**The task:**
Copy out the listing below, changing every "bounding box" to "rectangle" and leaving everything else untouched.
** BEGIN Stored rows **
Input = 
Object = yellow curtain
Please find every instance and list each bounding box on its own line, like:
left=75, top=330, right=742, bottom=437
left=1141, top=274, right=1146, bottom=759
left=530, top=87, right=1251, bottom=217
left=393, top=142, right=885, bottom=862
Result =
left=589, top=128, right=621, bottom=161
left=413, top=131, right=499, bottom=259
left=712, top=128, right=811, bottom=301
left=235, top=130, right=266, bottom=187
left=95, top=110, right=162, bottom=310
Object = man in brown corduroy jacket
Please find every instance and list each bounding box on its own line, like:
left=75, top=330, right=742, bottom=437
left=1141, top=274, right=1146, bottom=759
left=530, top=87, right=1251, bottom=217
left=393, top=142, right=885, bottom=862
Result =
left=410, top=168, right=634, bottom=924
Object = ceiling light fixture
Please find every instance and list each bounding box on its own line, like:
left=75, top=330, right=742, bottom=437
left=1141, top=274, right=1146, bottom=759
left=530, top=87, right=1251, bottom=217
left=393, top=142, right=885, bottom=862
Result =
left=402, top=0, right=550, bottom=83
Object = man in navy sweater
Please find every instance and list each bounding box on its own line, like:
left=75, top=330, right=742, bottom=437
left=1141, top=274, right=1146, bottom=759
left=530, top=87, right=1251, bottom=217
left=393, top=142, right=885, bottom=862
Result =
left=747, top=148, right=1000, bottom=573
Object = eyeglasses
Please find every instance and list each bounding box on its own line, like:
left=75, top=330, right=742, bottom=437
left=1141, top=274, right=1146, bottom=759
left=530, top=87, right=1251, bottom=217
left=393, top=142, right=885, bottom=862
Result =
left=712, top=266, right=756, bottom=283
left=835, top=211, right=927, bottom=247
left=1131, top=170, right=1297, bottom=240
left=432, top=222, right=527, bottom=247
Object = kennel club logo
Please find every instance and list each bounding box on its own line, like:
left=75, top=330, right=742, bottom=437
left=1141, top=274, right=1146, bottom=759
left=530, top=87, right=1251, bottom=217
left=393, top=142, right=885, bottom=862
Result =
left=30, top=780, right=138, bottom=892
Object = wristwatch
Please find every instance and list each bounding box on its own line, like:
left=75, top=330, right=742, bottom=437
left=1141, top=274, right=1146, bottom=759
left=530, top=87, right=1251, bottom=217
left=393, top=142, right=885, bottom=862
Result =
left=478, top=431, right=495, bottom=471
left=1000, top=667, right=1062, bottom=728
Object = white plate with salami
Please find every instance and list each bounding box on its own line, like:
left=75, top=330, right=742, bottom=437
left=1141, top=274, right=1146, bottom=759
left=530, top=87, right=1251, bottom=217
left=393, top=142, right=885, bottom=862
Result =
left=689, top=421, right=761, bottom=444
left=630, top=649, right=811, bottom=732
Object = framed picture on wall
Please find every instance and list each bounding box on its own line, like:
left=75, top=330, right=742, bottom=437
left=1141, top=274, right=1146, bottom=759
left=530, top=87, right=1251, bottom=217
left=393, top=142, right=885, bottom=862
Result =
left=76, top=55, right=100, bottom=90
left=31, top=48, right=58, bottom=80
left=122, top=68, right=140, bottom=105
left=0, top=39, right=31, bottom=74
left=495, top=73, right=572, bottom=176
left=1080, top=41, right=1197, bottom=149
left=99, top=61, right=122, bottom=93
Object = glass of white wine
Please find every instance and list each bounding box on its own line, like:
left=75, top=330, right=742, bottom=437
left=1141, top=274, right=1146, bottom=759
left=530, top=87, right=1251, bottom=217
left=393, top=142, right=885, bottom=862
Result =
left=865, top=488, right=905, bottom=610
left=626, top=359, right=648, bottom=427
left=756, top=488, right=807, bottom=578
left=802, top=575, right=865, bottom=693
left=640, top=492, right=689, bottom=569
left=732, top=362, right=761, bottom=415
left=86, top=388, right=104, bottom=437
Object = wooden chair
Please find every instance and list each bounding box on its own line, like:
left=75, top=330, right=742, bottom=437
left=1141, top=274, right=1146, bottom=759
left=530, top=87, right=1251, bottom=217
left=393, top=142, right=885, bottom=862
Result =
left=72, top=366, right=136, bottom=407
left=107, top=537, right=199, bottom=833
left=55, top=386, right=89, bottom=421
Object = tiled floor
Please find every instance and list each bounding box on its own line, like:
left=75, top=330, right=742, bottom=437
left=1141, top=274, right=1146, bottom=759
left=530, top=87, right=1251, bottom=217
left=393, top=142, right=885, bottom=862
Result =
** END Stored rows **
**Final result:**
Input = 
Object = yellow curtain
Please find every instance and list each rectangle on its own line, like:
left=75, top=330, right=742, bottom=437
left=1141, top=274, right=1146, bottom=759
left=530, top=87, right=1251, bottom=217
left=393, top=142, right=885, bottom=862
Result =
left=589, top=128, right=621, bottom=161
left=413, top=131, right=499, bottom=259
left=712, top=128, right=811, bottom=301
left=235, top=130, right=266, bottom=187
left=95, top=110, right=162, bottom=310
Object = man in brown corduroy jacket
Please find every instance and list each rectangle on its own line, like:
left=75, top=330, right=742, bottom=437
left=1141, top=274, right=1146, bottom=759
left=530, top=87, right=1251, bottom=217
left=393, top=142, right=885, bottom=862
Result =
left=410, top=168, right=634, bottom=924
Object = ceiling light fixture
Please find every instance and list each rectangle on its own line, like:
left=75, top=330, right=742, bottom=437
left=1141, top=274, right=1146, bottom=759
left=530, top=87, right=1251, bottom=217
left=393, top=142, right=885, bottom=862
Result =
left=402, top=0, right=550, bottom=83
Object = man in navy sweater
Please find every instance and list each rectangle on its own line, like:
left=75, top=330, right=742, bottom=437
left=1141, top=274, right=1146, bottom=759
left=530, top=87, right=1251, bottom=217
left=393, top=142, right=885, bottom=862
Result =
left=747, top=148, right=1000, bottom=573
Object = eyeglasses
Please find every instance and list each rectangle on its own line, like:
left=75, top=330, right=742, bottom=437
left=1141, top=274, right=1146, bottom=759
left=530, top=87, right=1251, bottom=217
left=393, top=142, right=885, bottom=862
Result =
left=712, top=266, right=756, bottom=283
left=835, top=211, right=927, bottom=247
left=1131, top=170, right=1297, bottom=240
left=432, top=222, right=527, bottom=247
Object = kennel club logo
Please find every instance and list each rectangle on its own line, like:
left=75, top=330, right=742, bottom=437
left=1141, top=274, right=1146, bottom=759
left=530, top=87, right=1251, bottom=217
left=393, top=142, right=885, bottom=862
Result =
left=30, top=780, right=138, bottom=892
Object = wristwatch
Please find every instance and list each rectangle on its own line, like:
left=75, top=330, right=742, bottom=437
left=1141, top=274, right=1146, bottom=759
left=530, top=87, right=1251, bottom=217
left=393, top=142, right=885, bottom=862
Result =
left=478, top=431, right=495, bottom=471
left=1000, top=667, right=1062, bottom=728
Object = white plate with salami
Please find every instance and list each rectangle on its own line, like:
left=75, top=330, right=742, bottom=437
left=1141, top=274, right=1146, bottom=759
left=530, top=87, right=1251, bottom=217
left=393, top=142, right=885, bottom=862
Result =
left=689, top=421, right=761, bottom=444
left=630, top=649, right=811, bottom=732
Object = framed picture on wall
Please find every instance and list each rectangle on its own line, like:
left=75, top=330, right=742, bottom=437
left=1141, top=274, right=1146, bottom=759
left=530, top=87, right=1251, bottom=217
left=393, top=142, right=885, bottom=862
Result =
left=76, top=55, right=100, bottom=90
left=31, top=48, right=58, bottom=80
left=122, top=68, right=140, bottom=105
left=0, top=39, right=31, bottom=74
left=495, top=73, right=572, bottom=176
left=1080, top=41, right=1197, bottom=149
left=99, top=61, right=122, bottom=93
Object = glass of white wine
Please find every instance and list each rectangle on its own line, like:
left=75, top=330, right=742, bottom=437
left=1141, top=274, right=1146, bottom=759
left=530, top=87, right=1251, bottom=217
left=393, top=142, right=885, bottom=862
Result =
left=865, top=488, right=905, bottom=610
left=626, top=359, right=648, bottom=427
left=756, top=488, right=807, bottom=578
left=802, top=575, right=865, bottom=693
left=640, top=492, right=689, bottom=569
left=732, top=362, right=761, bottom=415
left=86, top=388, right=104, bottom=437
Object = wooden chair
Please find every instance and list each rectangle on its own line, like:
left=75, top=330, right=742, bottom=437
left=1141, top=274, right=1146, bottom=759
left=530, top=87, right=1251, bottom=217
left=393, top=142, right=885, bottom=862
Result =
left=72, top=366, right=136, bottom=407
left=107, top=537, right=199, bottom=833
left=55, top=386, right=89, bottom=421
Object = tiled floor
Please find every instance and list each rectangle on its own line, like:
left=75, top=330, right=742, bottom=437
left=1141, top=274, right=1146, bottom=759
left=530, top=87, right=1251, bottom=217
left=393, top=142, right=885, bottom=862
Result =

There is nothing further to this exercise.